(Coordinate annotation records)
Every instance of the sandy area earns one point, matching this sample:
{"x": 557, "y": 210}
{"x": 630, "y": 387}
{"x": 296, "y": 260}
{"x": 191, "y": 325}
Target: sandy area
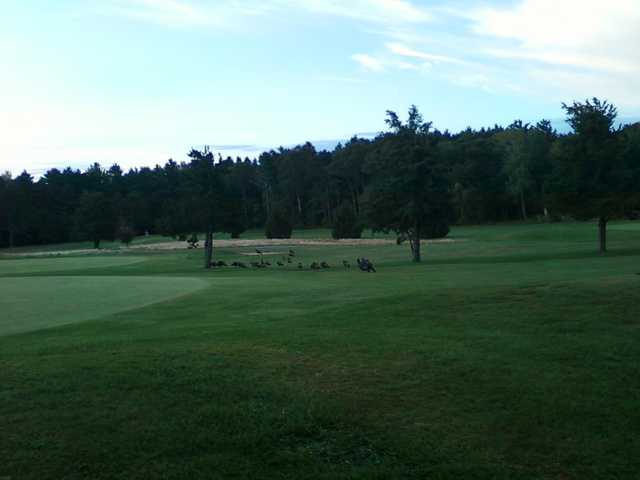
{"x": 239, "y": 243}
{"x": 290, "y": 242}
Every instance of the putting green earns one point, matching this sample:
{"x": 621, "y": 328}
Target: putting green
{"x": 33, "y": 303}
{"x": 33, "y": 265}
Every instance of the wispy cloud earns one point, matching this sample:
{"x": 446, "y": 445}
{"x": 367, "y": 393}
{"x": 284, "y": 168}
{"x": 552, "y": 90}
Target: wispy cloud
{"x": 368, "y": 62}
{"x": 405, "y": 51}
{"x": 195, "y": 13}
{"x": 576, "y": 47}
{"x": 185, "y": 13}
{"x": 374, "y": 11}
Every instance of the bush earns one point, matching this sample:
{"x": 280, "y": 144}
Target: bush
{"x": 346, "y": 224}
{"x": 278, "y": 224}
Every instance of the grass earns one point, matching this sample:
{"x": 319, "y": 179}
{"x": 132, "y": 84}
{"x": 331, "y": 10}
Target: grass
{"x": 511, "y": 354}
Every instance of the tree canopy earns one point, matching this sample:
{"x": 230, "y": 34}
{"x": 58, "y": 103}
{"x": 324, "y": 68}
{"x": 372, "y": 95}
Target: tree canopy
{"x": 405, "y": 179}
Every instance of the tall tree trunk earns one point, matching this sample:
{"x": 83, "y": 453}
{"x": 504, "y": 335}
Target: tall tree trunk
{"x": 602, "y": 234}
{"x": 523, "y": 206}
{"x": 415, "y": 245}
{"x": 208, "y": 248}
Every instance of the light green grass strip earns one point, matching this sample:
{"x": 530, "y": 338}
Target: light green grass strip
{"x": 41, "y": 302}
{"x": 33, "y": 265}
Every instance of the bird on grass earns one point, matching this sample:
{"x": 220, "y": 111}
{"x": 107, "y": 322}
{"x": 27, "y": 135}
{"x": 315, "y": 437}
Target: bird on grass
{"x": 365, "y": 265}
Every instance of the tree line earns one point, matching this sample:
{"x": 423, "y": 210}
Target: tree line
{"x": 412, "y": 179}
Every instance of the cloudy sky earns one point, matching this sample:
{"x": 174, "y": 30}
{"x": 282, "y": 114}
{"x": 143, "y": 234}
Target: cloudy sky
{"x": 139, "y": 81}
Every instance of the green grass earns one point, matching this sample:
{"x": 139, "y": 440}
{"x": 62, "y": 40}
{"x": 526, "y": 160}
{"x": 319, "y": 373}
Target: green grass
{"x": 33, "y": 303}
{"x": 510, "y": 354}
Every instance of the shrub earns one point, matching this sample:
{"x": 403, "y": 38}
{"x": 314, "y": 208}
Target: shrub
{"x": 346, "y": 224}
{"x": 278, "y": 224}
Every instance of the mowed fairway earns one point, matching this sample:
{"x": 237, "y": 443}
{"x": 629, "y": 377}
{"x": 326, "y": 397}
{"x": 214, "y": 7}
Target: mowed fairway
{"x": 513, "y": 353}
{"x": 33, "y": 303}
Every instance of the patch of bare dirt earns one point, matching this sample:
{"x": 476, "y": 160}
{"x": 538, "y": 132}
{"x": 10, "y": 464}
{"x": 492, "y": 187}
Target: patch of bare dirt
{"x": 236, "y": 243}
{"x": 289, "y": 242}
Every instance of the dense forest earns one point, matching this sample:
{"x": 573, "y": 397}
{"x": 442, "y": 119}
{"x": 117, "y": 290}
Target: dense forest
{"x": 412, "y": 179}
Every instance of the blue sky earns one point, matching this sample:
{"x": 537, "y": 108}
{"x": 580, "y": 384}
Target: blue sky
{"x": 139, "y": 81}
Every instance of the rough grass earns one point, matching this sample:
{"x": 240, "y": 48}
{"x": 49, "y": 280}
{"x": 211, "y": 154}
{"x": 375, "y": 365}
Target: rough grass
{"x": 511, "y": 355}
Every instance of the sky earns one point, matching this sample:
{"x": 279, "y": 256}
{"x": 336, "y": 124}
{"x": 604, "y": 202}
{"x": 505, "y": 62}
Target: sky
{"x": 136, "y": 82}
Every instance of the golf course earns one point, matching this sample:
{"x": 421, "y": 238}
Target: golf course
{"x": 511, "y": 352}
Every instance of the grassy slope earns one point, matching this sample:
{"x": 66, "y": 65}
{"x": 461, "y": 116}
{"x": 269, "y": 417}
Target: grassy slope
{"x": 511, "y": 354}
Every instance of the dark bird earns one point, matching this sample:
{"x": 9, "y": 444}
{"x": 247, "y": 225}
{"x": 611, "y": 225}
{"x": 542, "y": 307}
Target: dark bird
{"x": 365, "y": 265}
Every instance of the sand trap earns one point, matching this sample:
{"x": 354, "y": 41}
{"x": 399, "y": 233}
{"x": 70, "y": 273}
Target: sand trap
{"x": 290, "y": 242}
{"x": 237, "y": 243}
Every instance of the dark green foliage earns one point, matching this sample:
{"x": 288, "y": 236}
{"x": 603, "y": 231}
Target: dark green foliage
{"x": 591, "y": 178}
{"x": 96, "y": 218}
{"x": 279, "y": 224}
{"x": 409, "y": 190}
{"x": 494, "y": 174}
{"x": 346, "y": 223}
{"x": 125, "y": 233}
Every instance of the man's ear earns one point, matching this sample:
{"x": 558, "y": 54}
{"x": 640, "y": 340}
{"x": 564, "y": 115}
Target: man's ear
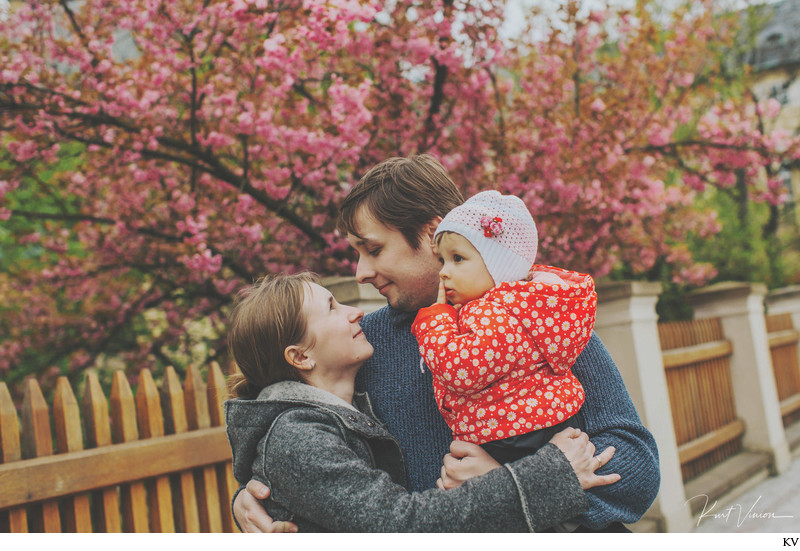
{"x": 430, "y": 229}
{"x": 296, "y": 357}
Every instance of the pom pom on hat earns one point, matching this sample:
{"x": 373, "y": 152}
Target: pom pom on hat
{"x": 502, "y": 230}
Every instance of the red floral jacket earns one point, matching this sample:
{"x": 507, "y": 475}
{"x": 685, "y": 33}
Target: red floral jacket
{"x": 501, "y": 365}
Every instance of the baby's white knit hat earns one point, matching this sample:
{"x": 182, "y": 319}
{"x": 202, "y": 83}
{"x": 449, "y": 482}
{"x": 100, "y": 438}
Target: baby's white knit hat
{"x": 501, "y": 228}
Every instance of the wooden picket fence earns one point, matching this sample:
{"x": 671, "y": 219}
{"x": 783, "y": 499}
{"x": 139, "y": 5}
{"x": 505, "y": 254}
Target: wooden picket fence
{"x": 697, "y": 363}
{"x": 783, "y": 341}
{"x": 159, "y": 462}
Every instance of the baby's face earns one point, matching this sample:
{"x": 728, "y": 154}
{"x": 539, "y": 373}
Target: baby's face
{"x": 463, "y": 272}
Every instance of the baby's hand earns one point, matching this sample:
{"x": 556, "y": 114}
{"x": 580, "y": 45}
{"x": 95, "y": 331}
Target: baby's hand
{"x": 442, "y": 298}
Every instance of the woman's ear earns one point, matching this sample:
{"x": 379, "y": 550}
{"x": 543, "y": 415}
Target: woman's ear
{"x": 297, "y": 358}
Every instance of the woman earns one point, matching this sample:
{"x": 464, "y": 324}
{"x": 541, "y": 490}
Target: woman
{"x": 299, "y": 427}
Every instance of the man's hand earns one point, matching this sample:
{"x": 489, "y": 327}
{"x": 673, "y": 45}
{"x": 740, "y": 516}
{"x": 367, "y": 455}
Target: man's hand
{"x": 252, "y": 516}
{"x": 575, "y": 445}
{"x": 464, "y": 461}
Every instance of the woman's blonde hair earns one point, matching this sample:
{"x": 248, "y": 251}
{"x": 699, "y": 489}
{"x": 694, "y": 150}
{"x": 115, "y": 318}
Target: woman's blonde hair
{"x": 266, "y": 318}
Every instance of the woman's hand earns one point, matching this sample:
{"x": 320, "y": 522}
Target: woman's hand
{"x": 252, "y": 516}
{"x": 464, "y": 461}
{"x": 575, "y": 445}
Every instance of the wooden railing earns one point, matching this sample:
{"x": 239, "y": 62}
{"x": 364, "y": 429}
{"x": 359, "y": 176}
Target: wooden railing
{"x": 159, "y": 462}
{"x": 697, "y": 363}
{"x": 783, "y": 340}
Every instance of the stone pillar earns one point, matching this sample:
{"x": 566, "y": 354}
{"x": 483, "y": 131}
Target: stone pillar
{"x": 740, "y": 307}
{"x": 627, "y": 324}
{"x": 346, "y": 290}
{"x": 785, "y": 301}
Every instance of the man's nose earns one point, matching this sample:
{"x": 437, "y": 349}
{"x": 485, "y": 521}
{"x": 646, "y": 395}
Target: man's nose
{"x": 364, "y": 270}
{"x": 356, "y": 314}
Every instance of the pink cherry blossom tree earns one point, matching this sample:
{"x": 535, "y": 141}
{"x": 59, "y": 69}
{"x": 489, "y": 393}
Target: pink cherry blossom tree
{"x": 159, "y": 155}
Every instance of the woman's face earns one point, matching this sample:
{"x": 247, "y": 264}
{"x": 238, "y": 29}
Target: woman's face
{"x": 337, "y": 342}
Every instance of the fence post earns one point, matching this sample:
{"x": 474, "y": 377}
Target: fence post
{"x": 628, "y": 325}
{"x": 740, "y": 308}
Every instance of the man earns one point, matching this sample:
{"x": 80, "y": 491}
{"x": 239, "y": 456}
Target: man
{"x": 389, "y": 218}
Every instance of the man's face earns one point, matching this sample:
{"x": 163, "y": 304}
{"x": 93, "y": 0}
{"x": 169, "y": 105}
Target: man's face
{"x": 408, "y": 278}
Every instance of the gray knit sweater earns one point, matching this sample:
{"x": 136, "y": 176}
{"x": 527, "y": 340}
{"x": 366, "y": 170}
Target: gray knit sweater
{"x": 334, "y": 467}
{"x": 402, "y": 392}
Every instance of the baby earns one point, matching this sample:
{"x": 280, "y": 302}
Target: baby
{"x": 504, "y": 334}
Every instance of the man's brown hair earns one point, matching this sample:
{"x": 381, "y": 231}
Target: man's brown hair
{"x": 404, "y": 193}
{"x": 266, "y": 318}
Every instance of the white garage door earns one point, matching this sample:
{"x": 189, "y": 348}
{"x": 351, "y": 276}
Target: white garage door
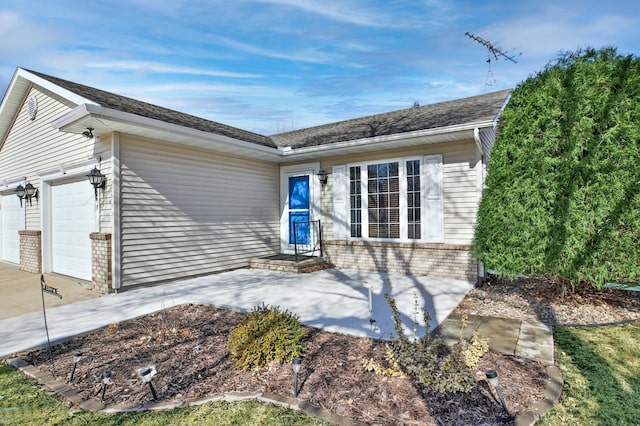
{"x": 12, "y": 221}
{"x": 72, "y": 220}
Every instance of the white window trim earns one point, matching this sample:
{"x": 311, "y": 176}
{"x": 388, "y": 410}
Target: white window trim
{"x": 402, "y": 176}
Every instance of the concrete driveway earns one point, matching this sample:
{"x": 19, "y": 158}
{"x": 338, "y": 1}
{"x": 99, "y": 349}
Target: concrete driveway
{"x": 335, "y": 300}
{"x": 20, "y": 291}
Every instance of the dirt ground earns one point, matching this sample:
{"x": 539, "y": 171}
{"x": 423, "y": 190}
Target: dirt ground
{"x": 187, "y": 345}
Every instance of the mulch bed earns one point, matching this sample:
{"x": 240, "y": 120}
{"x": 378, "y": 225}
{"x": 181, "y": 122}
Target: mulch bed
{"x": 187, "y": 344}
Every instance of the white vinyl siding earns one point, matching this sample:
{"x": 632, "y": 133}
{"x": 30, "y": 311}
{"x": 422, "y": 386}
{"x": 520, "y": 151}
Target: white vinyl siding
{"x": 34, "y": 147}
{"x": 11, "y": 221}
{"x": 188, "y": 212}
{"x": 459, "y": 188}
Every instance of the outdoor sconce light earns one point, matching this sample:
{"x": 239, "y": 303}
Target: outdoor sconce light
{"x": 492, "y": 377}
{"x": 106, "y": 381}
{"x": 21, "y": 193}
{"x": 97, "y": 179}
{"x": 296, "y": 370}
{"x": 77, "y": 354}
{"x": 146, "y": 374}
{"x": 323, "y": 177}
{"x": 30, "y": 192}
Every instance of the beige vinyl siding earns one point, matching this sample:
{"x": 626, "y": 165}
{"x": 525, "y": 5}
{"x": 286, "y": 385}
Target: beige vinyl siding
{"x": 34, "y": 147}
{"x": 461, "y": 195}
{"x": 186, "y": 212}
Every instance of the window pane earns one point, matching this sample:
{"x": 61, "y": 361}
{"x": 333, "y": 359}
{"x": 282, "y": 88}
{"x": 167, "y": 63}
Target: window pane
{"x": 355, "y": 201}
{"x": 413, "y": 199}
{"x": 384, "y": 200}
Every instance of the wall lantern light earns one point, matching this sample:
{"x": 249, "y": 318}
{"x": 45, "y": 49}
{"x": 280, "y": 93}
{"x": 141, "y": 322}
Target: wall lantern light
{"x": 21, "y": 193}
{"x": 296, "y": 370}
{"x": 31, "y": 192}
{"x": 26, "y": 192}
{"x": 323, "y": 177}
{"x": 97, "y": 179}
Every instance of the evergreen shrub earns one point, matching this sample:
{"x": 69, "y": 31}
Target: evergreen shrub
{"x": 562, "y": 194}
{"x": 266, "y": 334}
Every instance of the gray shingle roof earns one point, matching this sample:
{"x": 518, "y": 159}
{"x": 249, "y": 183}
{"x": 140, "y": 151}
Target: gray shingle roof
{"x": 456, "y": 112}
{"x": 450, "y": 113}
{"x": 144, "y": 109}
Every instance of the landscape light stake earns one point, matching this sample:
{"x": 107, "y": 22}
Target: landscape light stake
{"x": 296, "y": 370}
{"x": 77, "y": 354}
{"x": 106, "y": 381}
{"x": 371, "y": 320}
{"x": 146, "y": 374}
{"x": 492, "y": 377}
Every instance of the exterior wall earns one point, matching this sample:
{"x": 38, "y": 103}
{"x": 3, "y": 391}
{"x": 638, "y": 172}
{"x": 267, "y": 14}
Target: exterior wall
{"x": 33, "y": 148}
{"x": 436, "y": 260}
{"x": 101, "y": 264}
{"x": 31, "y": 251}
{"x": 461, "y": 168}
{"x": 188, "y": 212}
{"x": 35, "y": 152}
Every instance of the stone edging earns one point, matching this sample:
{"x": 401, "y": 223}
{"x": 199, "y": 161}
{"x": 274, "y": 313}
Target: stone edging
{"x": 552, "y": 393}
{"x": 66, "y": 391}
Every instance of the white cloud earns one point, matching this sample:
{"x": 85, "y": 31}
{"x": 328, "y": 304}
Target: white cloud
{"x": 341, "y": 11}
{"x": 154, "y": 67}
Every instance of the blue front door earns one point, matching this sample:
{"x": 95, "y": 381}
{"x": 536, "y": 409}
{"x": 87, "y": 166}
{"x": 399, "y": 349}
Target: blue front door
{"x": 299, "y": 209}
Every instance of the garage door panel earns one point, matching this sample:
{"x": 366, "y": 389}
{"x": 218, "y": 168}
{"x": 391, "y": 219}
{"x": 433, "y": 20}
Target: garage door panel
{"x": 11, "y": 221}
{"x": 72, "y": 221}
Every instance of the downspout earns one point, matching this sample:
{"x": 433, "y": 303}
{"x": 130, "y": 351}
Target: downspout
{"x": 479, "y": 187}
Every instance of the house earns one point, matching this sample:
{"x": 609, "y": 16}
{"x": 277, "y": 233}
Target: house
{"x": 182, "y": 196}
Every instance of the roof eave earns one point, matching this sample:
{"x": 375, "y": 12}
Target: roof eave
{"x": 106, "y": 120}
{"x": 394, "y": 141}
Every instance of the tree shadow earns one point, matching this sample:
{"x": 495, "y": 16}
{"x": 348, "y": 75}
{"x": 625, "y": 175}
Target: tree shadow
{"x": 610, "y": 398}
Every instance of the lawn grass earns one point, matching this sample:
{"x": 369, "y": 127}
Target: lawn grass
{"x": 24, "y": 403}
{"x": 601, "y": 366}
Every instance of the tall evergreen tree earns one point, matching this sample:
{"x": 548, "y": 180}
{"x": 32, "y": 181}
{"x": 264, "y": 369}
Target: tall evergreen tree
{"x": 562, "y": 193}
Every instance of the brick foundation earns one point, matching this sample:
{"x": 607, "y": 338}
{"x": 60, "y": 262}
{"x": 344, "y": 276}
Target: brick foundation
{"x": 101, "y": 274}
{"x": 31, "y": 251}
{"x": 422, "y": 259}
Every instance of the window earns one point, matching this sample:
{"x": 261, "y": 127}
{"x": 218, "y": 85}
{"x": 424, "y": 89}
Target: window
{"x": 390, "y": 193}
{"x": 383, "y": 191}
{"x": 413, "y": 200}
{"x": 355, "y": 201}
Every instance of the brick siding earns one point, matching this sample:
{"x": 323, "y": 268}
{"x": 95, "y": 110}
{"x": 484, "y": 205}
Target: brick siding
{"x": 422, "y": 259}
{"x": 101, "y": 274}
{"x": 31, "y": 251}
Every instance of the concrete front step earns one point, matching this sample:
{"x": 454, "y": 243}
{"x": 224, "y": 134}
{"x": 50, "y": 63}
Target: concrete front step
{"x": 287, "y": 263}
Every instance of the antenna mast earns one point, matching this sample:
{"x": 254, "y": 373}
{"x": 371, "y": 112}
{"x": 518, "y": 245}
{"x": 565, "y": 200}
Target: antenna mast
{"x": 492, "y": 50}
{"x": 496, "y": 51}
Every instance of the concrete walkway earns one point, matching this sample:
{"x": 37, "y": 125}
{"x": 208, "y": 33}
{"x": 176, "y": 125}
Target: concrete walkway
{"x": 526, "y": 339}
{"x": 335, "y": 300}
{"x": 21, "y": 291}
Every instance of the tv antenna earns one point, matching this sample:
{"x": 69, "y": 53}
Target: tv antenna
{"x": 494, "y": 51}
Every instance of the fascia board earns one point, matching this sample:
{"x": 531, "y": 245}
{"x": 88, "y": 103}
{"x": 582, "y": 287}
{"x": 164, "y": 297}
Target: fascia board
{"x": 89, "y": 111}
{"x": 382, "y": 142}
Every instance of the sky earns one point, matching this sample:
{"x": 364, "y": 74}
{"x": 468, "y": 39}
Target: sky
{"x": 271, "y": 66}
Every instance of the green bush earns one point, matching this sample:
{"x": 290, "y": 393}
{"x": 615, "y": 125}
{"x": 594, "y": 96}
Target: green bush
{"x": 266, "y": 334}
{"x": 562, "y": 194}
{"x": 428, "y": 361}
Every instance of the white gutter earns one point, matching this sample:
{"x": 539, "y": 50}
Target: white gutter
{"x": 379, "y": 140}
{"x": 92, "y": 111}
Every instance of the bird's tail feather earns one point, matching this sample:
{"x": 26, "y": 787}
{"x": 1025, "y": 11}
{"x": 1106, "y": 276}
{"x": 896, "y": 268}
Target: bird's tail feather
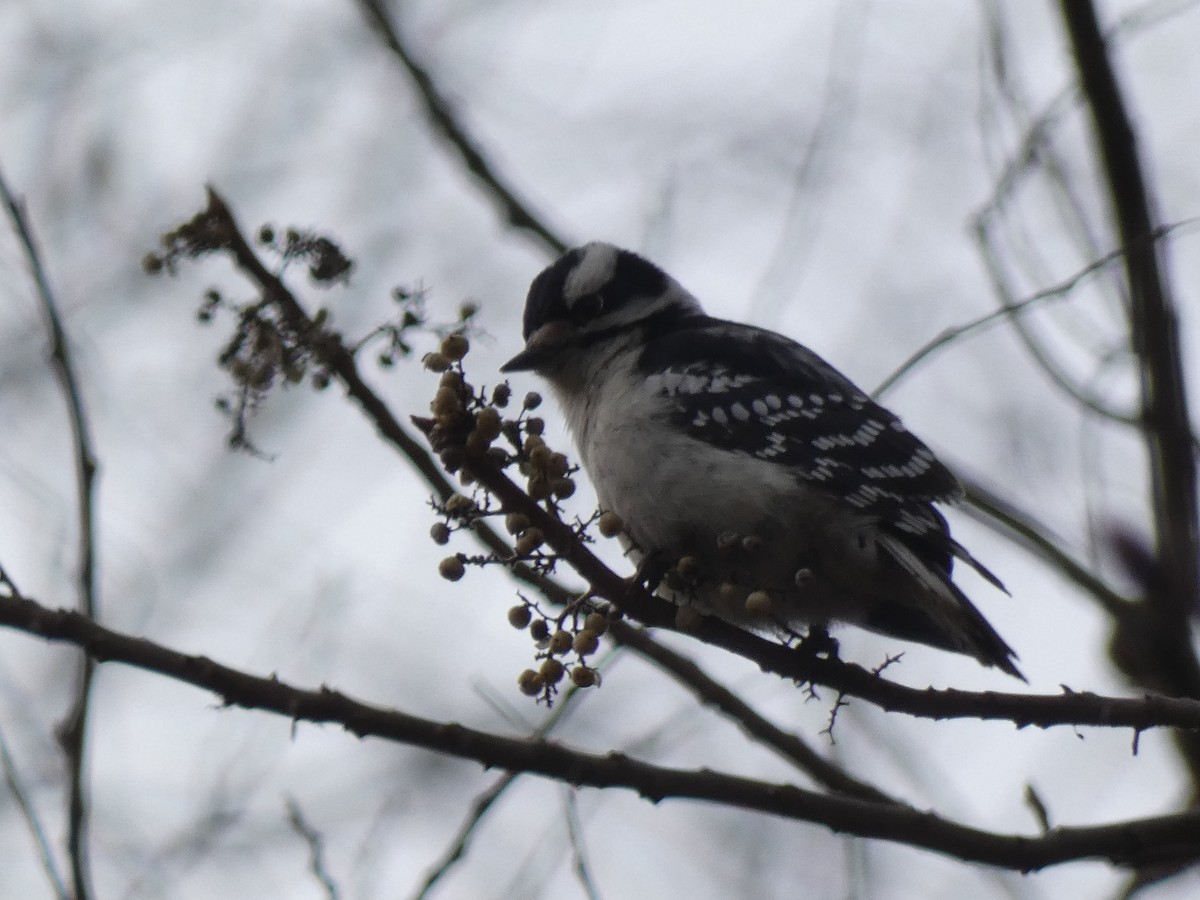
{"x": 939, "y": 613}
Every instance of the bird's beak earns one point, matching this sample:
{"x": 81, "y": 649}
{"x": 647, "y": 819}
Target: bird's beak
{"x": 541, "y": 347}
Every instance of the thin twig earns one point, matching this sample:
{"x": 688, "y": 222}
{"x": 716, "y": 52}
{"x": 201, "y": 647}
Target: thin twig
{"x": 489, "y": 798}
{"x": 73, "y": 730}
{"x": 312, "y": 838}
{"x": 447, "y": 125}
{"x": 45, "y": 852}
{"x": 1175, "y": 837}
{"x": 579, "y": 852}
{"x": 1025, "y": 528}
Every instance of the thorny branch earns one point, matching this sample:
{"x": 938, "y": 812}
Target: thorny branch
{"x": 72, "y": 732}
{"x": 1128, "y": 843}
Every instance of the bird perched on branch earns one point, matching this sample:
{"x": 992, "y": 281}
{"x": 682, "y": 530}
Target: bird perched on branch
{"x": 769, "y": 489}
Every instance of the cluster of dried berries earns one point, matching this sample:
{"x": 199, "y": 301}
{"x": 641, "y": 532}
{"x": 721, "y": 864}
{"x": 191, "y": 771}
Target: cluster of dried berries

Set problem
Retype exactly, please, each line from the line that contains "Every instance of the thorny" through the last line of the entries above, with nothing added.

Reply
Every instance of the thorny branch earns one point, matching this sample:
{"x": 938, "y": 812}
Target: thorny branch
{"x": 72, "y": 732}
{"x": 1128, "y": 843}
Every instance of the bird perched on branch earns one point, matching this sample:
{"x": 992, "y": 281}
{"x": 682, "y": 530}
Target: bird perched on branch
{"x": 769, "y": 489}
Every instance of the cluster of dried berries earns one point, matching this sample:
{"x": 199, "y": 301}
{"x": 641, "y": 532}
{"x": 721, "y": 864}
{"x": 191, "y": 771}
Target: cluster of dried berries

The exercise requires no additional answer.